▶ **The tasks**:
• 1. Return the passage of the molten silicon storage article from "1414 Degrees’ molten" up to and including "for the plant.", reproduced word for word.
• 2. According to the molten silicon storage article, at which SA Water site will the GAS-TESS be installed?

▶ **Text block**:
1414 Degrees’ molten silicon biogas energy storage system set for trial in S.A.

South Australia continues to build on its track record of pioneering cutting edge renewable energy technologies, as the components of a world-leading, Adelaide-made molten silicon energy storage system make their way to their destination at a waste-water treatment plant.

The ambitious $3.2 million pilot project is a joint effort of the ASX-listed innovator behind the thermal storage system, 1414 Degrees, and SA Water, and is being co-funded by the state government’s Renewable Technology Fund ($1.6m).

The so-called GAS-TESS (TESS stands for Thermal Energy Storage System) will be installed at SA Water’s Glenelg wastewater treatment plant, where it will store energy by burning gases produced in the treatment process and generate heat and electricity for the plant.

The system it is designed to replace generates up to 80 per cent of the plant’s electricity but is very expensive to operate and does not provide energy
storage for peak demand.

For SA Water, the project marks another bold move towards its zero net energy target of 2020, which kicked off last year with a tender to install 100kW solar and 50kWh battery storage at its Crystal Brook Workshop site.

For 1414 Degrees, the partnership offers a way for the recently listed company to test the ability of its molten silicon technology to integrate energy storage and heat with industrial operations – a huge potential market.

As reported here, the company has spent almost a decade developing its TESS technology to store electricity as thermal energy by heating and melting containers full of silicon, at a cost they say could be up to 10 times cheaper than lithium-ion batteries.

Originally, the TESS was developed with a focus on electrical input, such as solar or wind power, as well as on utility-scale systems.

The company has flagged plans to build two grid-scale 1GWh systems in South Australia, each made up of five 200MWh units, and to test them in the role of helping to stabilise the state’s majority renewables electricity network.

The 10MWh GAS-TESS unit was engineered especially by 1414 Degrees, in response to a request from SA Water to create a storage system with a biogas input.

▶ **Information given**:
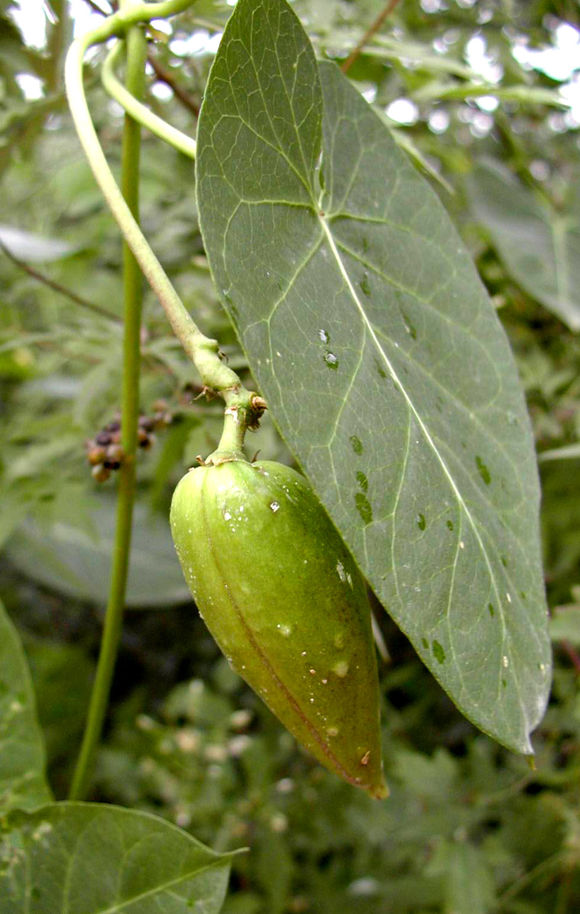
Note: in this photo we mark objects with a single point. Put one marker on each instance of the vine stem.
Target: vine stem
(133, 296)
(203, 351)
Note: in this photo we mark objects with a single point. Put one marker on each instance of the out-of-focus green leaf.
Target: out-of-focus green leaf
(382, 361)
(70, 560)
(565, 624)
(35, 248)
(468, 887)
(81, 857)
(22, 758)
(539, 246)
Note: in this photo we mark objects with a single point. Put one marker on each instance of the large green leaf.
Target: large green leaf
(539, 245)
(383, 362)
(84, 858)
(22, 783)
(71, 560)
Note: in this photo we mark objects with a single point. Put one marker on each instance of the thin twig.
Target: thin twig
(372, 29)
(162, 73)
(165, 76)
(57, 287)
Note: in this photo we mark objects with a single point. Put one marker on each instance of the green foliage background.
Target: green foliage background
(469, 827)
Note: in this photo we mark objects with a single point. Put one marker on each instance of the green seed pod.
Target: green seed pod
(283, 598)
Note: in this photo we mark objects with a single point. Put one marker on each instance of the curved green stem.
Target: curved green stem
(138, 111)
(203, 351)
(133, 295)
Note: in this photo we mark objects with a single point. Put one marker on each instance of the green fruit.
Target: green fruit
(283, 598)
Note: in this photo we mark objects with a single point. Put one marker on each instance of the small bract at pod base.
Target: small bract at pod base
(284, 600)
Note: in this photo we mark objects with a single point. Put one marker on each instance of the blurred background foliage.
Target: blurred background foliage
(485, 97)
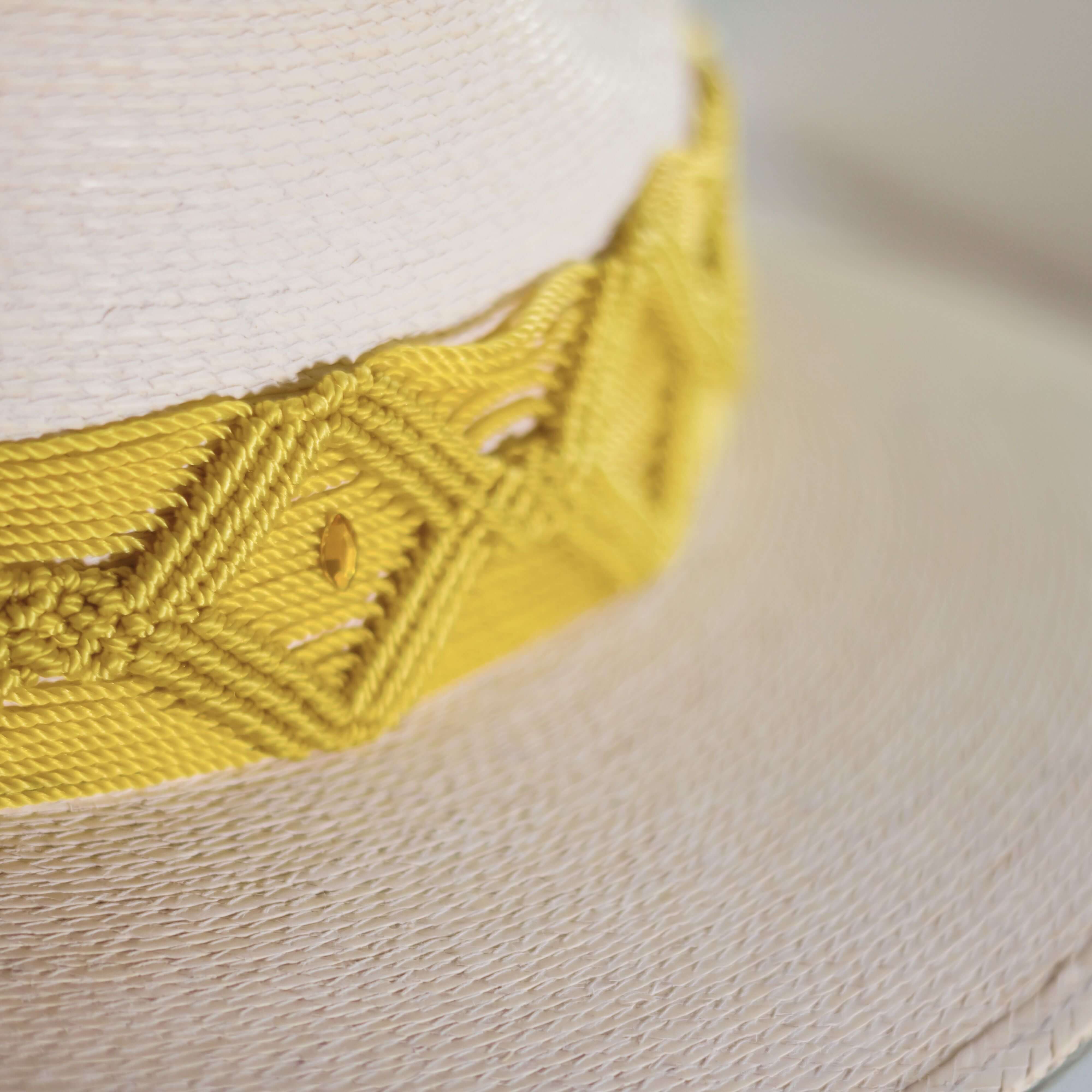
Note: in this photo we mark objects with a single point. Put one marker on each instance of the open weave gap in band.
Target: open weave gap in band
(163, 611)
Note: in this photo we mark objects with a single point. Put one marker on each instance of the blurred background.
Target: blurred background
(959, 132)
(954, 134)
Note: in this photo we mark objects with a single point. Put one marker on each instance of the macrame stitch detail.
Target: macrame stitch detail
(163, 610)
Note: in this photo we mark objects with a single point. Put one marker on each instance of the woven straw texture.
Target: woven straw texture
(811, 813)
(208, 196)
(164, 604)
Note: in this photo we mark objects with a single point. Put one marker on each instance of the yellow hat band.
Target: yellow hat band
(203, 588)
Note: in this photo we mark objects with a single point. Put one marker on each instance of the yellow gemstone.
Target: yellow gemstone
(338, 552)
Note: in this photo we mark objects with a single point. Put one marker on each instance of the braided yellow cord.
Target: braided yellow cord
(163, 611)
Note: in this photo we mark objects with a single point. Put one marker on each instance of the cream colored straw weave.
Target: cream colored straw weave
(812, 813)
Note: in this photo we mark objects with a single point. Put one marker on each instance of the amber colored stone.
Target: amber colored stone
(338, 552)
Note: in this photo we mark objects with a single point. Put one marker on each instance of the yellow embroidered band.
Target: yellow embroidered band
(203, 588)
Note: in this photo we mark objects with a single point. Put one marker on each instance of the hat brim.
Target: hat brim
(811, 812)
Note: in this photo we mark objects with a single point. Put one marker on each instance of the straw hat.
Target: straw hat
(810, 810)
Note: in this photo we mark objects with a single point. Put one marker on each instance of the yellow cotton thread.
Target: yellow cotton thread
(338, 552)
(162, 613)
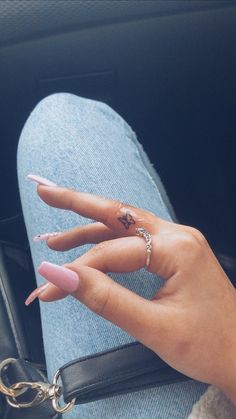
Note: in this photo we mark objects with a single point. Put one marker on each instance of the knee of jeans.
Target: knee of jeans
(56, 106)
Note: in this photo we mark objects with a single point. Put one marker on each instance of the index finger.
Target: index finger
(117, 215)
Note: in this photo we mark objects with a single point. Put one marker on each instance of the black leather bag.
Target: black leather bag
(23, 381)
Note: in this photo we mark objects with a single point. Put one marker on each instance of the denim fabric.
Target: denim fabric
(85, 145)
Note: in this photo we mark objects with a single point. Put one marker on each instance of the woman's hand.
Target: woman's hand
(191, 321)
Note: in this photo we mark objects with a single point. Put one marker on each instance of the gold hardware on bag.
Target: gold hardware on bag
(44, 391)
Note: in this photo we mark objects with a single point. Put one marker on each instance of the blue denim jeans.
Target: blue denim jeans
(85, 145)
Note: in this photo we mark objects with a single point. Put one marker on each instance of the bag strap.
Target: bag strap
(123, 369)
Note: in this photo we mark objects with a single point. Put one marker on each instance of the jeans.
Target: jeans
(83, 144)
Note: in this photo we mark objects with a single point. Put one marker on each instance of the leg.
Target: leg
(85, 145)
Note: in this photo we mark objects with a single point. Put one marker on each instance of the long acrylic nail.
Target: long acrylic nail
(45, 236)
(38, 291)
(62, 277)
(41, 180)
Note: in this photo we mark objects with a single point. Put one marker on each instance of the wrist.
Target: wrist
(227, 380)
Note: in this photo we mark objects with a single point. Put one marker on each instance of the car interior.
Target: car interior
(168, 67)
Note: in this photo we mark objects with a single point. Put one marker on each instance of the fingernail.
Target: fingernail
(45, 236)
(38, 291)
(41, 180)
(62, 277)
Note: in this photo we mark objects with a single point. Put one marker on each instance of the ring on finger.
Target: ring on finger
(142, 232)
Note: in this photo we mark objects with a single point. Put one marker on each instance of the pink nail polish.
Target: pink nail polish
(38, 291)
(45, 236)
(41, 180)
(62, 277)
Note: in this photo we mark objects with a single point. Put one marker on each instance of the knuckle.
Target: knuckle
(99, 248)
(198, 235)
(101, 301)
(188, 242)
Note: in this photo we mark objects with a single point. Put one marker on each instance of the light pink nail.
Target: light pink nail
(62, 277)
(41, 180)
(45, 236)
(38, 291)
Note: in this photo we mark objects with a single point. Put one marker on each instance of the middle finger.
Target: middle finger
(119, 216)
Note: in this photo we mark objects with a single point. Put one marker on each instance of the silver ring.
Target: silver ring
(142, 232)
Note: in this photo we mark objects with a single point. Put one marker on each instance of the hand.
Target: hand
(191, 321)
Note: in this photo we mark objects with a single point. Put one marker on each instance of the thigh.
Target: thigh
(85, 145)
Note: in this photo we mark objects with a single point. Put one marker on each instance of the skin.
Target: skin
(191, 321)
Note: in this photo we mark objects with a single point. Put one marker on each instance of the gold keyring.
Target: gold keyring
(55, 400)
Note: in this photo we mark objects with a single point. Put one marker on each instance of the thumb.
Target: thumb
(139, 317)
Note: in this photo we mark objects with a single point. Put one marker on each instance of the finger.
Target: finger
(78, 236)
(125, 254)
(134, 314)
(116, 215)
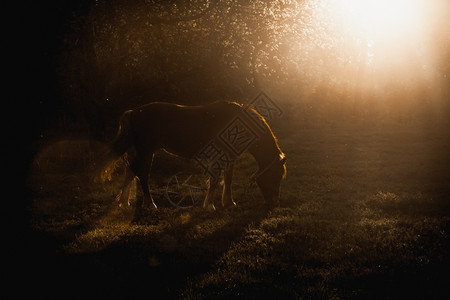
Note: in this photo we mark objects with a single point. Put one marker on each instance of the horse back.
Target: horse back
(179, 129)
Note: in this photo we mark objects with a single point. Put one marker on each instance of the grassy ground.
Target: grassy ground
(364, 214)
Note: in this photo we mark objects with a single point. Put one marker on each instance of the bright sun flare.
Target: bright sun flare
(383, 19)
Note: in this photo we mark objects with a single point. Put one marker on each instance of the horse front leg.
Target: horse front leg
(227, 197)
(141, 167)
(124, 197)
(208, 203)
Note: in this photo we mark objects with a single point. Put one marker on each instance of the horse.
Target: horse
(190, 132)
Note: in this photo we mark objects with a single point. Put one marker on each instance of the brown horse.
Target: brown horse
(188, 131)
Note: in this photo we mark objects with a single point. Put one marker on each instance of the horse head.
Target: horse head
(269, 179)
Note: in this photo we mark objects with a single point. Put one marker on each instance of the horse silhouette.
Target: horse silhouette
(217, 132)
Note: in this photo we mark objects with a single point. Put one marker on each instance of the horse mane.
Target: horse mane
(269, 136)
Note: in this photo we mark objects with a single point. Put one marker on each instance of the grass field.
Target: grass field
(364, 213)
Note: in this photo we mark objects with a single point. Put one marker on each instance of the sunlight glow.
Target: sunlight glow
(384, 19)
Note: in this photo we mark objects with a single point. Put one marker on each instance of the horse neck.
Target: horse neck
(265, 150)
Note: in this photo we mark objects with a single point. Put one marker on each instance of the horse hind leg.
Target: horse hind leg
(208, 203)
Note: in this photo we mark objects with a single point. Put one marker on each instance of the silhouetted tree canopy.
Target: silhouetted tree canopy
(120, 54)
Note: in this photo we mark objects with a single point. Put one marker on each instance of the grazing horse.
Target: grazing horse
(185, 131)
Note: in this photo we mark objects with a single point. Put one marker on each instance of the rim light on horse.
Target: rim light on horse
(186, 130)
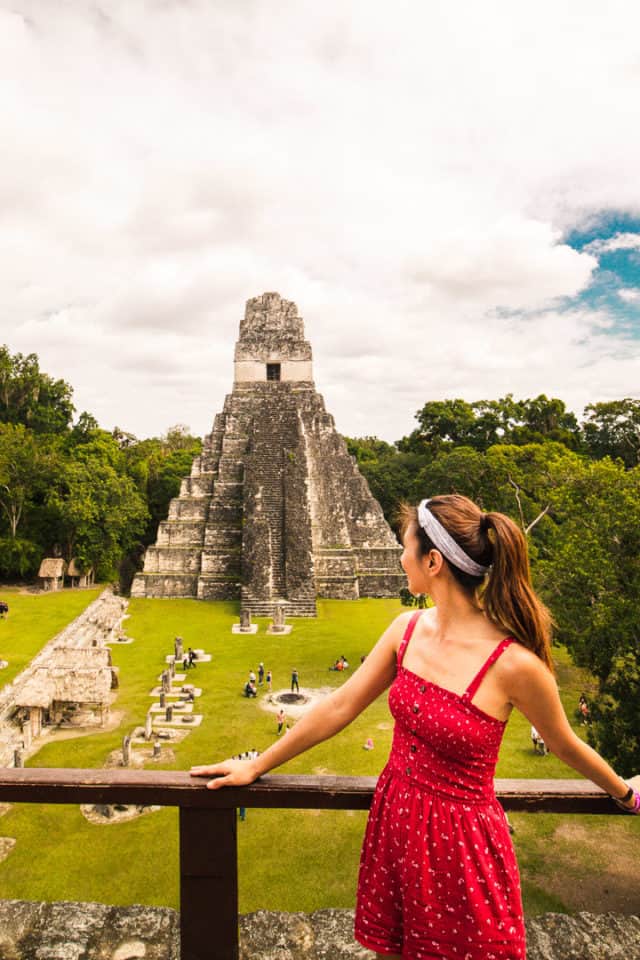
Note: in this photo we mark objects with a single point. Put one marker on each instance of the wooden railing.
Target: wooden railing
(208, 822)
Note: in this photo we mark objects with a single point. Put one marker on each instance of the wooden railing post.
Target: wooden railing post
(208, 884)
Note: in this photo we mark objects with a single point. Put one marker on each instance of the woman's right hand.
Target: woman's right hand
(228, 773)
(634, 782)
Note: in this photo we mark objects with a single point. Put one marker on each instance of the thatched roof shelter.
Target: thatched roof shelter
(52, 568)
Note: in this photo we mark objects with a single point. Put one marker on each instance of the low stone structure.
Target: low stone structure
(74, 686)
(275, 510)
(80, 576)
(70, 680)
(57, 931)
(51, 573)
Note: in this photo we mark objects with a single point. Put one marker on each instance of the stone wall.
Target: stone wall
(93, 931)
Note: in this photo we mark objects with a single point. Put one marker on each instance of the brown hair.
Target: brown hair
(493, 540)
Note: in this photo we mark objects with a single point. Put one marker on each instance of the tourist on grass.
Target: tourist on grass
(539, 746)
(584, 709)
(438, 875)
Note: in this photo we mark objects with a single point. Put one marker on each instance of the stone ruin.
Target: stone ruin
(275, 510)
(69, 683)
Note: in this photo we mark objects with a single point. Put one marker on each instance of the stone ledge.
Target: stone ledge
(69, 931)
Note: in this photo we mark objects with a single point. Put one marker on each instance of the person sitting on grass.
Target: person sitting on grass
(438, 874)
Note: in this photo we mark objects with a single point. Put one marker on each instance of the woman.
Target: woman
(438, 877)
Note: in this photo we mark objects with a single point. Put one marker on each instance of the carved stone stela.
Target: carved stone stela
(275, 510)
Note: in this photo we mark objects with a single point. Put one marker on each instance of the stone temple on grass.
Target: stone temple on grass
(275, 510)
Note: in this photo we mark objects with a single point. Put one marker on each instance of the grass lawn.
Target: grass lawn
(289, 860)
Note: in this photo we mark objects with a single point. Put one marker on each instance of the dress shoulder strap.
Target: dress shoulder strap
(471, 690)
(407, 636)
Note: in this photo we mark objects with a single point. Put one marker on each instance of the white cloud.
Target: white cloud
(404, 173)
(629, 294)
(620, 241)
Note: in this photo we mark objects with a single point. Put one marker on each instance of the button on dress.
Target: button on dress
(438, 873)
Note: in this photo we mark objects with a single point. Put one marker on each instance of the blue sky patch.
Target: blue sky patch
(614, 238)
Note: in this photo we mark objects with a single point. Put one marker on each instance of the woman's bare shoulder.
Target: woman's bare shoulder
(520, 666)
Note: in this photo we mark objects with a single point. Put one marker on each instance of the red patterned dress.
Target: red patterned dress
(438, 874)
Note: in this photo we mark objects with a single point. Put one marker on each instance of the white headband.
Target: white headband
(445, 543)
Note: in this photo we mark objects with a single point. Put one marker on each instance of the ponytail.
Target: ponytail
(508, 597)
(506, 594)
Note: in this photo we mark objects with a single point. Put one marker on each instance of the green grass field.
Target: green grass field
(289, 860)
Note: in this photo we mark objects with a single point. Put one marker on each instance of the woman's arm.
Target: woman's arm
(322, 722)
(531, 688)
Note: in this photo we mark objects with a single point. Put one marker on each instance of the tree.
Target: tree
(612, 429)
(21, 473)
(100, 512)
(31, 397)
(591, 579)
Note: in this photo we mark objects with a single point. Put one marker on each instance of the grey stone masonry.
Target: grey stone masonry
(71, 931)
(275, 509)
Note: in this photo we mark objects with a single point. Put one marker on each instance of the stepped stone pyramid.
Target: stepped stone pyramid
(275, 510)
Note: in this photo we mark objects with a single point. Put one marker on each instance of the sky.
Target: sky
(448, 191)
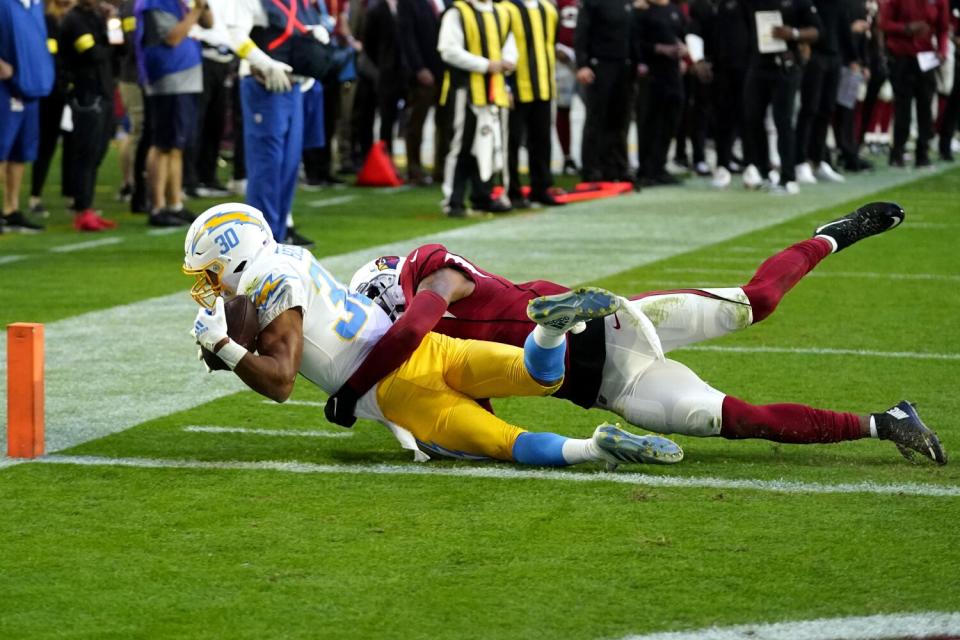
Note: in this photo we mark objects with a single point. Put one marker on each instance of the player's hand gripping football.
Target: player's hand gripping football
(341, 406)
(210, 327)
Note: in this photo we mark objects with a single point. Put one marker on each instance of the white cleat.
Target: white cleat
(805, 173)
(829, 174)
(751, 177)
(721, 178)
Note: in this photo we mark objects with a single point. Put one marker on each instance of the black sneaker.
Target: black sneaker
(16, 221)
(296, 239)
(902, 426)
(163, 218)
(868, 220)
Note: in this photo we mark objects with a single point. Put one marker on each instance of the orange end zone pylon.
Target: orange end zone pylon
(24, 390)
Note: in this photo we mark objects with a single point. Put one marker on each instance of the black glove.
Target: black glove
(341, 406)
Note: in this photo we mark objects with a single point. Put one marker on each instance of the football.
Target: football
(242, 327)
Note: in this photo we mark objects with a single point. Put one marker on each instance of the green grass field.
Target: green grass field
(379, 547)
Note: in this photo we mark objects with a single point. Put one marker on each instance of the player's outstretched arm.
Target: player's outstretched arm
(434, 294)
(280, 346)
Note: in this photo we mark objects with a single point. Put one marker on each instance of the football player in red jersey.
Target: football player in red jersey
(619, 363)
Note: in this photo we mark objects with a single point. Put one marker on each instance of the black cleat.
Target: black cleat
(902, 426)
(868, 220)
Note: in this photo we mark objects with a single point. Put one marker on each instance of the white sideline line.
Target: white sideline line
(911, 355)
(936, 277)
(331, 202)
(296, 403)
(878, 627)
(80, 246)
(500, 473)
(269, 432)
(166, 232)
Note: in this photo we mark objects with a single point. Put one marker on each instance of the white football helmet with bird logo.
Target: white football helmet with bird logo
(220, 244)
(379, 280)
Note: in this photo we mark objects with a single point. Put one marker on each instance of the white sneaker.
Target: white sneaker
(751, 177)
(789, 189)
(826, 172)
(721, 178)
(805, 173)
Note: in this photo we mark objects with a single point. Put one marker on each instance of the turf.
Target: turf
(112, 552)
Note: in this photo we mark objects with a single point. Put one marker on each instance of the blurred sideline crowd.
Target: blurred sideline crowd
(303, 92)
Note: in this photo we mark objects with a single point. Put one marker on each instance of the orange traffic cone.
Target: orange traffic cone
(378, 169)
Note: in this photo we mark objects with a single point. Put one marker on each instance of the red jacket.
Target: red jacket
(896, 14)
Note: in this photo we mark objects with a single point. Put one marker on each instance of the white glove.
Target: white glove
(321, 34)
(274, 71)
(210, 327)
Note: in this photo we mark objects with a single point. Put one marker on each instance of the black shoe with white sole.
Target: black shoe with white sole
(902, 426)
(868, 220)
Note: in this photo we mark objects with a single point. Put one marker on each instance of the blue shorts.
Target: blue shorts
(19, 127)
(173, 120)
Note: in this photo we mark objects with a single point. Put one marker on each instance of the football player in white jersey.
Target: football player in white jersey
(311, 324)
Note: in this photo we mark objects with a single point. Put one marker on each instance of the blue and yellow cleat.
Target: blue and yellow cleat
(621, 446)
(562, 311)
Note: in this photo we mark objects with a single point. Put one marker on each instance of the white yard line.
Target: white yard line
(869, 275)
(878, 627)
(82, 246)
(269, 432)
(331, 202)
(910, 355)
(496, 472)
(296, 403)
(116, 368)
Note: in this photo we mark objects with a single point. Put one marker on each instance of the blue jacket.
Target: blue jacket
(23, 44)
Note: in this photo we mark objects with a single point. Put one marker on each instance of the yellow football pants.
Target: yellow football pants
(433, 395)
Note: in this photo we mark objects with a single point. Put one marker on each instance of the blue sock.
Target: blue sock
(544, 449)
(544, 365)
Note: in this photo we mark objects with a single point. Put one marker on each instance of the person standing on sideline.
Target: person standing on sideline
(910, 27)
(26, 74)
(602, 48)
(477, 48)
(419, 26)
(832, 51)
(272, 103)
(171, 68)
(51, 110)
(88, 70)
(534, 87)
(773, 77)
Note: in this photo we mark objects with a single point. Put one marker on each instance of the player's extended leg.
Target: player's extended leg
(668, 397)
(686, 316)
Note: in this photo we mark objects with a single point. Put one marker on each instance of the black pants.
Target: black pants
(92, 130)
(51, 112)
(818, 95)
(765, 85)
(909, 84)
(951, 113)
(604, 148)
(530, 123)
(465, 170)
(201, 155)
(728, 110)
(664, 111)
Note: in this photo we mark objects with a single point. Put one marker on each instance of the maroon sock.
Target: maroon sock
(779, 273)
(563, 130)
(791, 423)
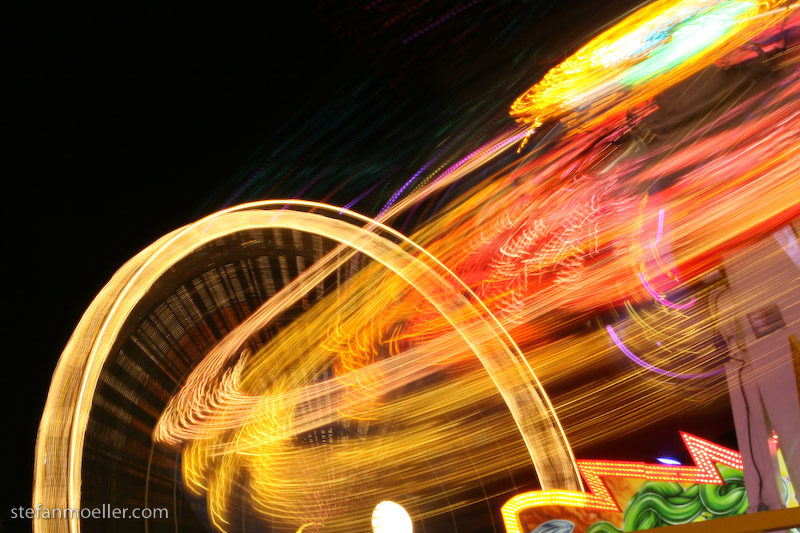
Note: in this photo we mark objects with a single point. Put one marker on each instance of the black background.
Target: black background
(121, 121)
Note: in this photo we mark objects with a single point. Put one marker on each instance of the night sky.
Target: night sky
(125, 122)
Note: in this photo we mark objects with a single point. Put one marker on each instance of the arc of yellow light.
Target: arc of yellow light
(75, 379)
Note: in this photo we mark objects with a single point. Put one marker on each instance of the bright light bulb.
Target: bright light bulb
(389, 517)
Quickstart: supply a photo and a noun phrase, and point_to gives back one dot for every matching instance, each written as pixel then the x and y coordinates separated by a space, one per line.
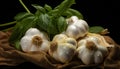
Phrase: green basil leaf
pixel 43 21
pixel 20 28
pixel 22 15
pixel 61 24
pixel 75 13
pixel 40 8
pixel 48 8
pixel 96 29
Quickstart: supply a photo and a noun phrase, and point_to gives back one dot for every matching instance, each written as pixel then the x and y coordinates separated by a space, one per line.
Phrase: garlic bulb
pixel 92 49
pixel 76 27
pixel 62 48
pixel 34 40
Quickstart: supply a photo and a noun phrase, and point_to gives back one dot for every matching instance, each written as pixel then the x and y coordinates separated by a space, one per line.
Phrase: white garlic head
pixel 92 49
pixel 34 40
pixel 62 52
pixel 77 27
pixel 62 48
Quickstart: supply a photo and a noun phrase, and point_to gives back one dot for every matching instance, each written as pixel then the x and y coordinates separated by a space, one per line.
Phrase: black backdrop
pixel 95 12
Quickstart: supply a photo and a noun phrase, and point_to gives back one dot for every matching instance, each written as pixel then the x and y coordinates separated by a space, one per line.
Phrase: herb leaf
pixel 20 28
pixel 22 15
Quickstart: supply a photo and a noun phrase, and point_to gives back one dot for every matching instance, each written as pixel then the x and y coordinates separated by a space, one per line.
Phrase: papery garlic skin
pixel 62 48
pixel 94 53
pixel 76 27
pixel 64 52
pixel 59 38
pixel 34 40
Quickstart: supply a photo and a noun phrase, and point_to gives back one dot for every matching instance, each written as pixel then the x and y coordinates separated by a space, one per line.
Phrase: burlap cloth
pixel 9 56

▶ **The answers**:
• 1.
1414 Degrees’ molten silicon biogas energy storage system set for trial in S.A.

South Australia continues to build on its track record of pioneering cutting edge renewable energy technologies, as the components of a world-leading, Adelaide-made molten silicon energy storage system make their way to their destination at a waste-water treatment plant.

The ambitious $3.2 million pilot project is a joint effort of the ASX-listed innovator behind the thermal storage system, 1414 Degrees, and SA Water, and is being co-funded by the state government’s Renewable Technology Fund ($1.6m).

The so-called GAS-TESS (TESS stands for Thermal Energy Storage System) will be installed at SA Water’s Glenelg wastewater treatment plant, where it will store energy by burning gases produced in the treatment process and generate heat and electricity for the plant.

• 2. SA Water's Glenelg wastewater treatment plant.